Given task 1> In the sandwich transcript, what kind of meat is in the sandwich?

Selected excerpt>
We have a bit of a surprise for you.
Now, this was completely unplanned.
This man is going to give you the best stick you've ever had.
Guess how much this box is worth?
Oh, my gosh.
Based on the branding alone and the weight, I'm going to go $175.
You're actually spot on.
Are you serious?
$25.
What is in this?
Open the box.
I'm so nervous.
This is pretty much the ultimate Las Vegas flex.
Oh my gosh.
Look at what's in here.
Oh, come on.
That looks so good.
This was freshly made in the kitchen 10 minutes ago.
How is this possible?
You're getting the freshest possible sandwich that you could ever eat.
And it's right here.
With, by the way, the best quality meat.
This is not sponsored.
Okay, so what kind of meat is?
Correct me if I'm saying this wrong.
It's Japanese Miyazaki A5 Wagyu.
A5 Wagyu.
And it's made in a sandwich.
This is $200 in this tiny box.
Yes.
To what do we owe this pleasure?
Okay, so basically these guys reached out to us on Instagram and they're like, hey, we'd
love to bring you a sandwich and film a little video for it.
We tried the sandwich.
It was so good.
It was so good.
And that was yesterday.
And we're like, hey, we're actually shooting with George.
Come back.
Come back tomorrow.
And we could show it on our podcast.
So, yeah, it's a little bonus clip for you guys.
I don't deserve this.
Expensive sandwich.
I'm not worth this.
We figured it's like a frugal guy.
You would appreciate this a lot.
Uh, eat it.
Okay.
I want to watch you eat it.
If you guys are in Vegas and you guys want to try this out, it's all going to be linked down below.
Definitely try it out.
All right.
Can we do it at the same time?
Not sponsored.
No, not at all.
They just brought us food.
This is just a cool concept and we really like it.
Cheers.
So that's it.
Cheers.
Cheers.
Cheers.
Cheers.
Touch meat.
All right.
Yeah, now that you say it that way, it feels different.
I'm gonna, I'm gluten free.
Can I just take a bite of the steak?
Is that okay with you guys?
Does the steak have gluten in it?
It's fine.
It's fine.
Oh my God.
Is that incredible? That's probably the best stick you've ever had.
That cow was a better life than I lived.
It's so good.
It's so tender.
I've never had steak that melts in your mouth.
Say hi to all the vegetarians.
I'm sorry, but you're wrong.
Like, if you think the Lord didn't intend for us to eat this, you're just wrong.
Oh my gosh.
I'm going to hang out with you guys more often.
I told you.
Do you want a piece of this meat stick, Sarah?

Data entries>
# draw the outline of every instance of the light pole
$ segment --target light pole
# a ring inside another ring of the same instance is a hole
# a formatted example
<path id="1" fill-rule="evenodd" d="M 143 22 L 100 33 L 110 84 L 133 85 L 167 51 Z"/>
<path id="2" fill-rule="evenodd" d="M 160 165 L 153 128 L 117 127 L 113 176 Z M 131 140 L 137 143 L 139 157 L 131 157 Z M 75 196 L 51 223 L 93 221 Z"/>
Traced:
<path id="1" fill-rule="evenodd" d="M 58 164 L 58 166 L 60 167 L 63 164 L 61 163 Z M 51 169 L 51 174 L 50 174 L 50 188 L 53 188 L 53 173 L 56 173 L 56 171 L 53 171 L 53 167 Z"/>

Given task 2> Copy the records word for word, beginning at their first line and ending after the line that contains "143 22 L 100".

Correct result 1> Japanese Miyazaki A5 Wagyu.

Correct result 2>
# draw the outline of every instance of the light pole
$ segment --target light pole
# a ring inside another ring of the same instance is a hole
# a formatted example
<path id="1" fill-rule="evenodd" d="M 143 22 L 100 33 L 110 84 L 133 85 L 167 51 Z"/>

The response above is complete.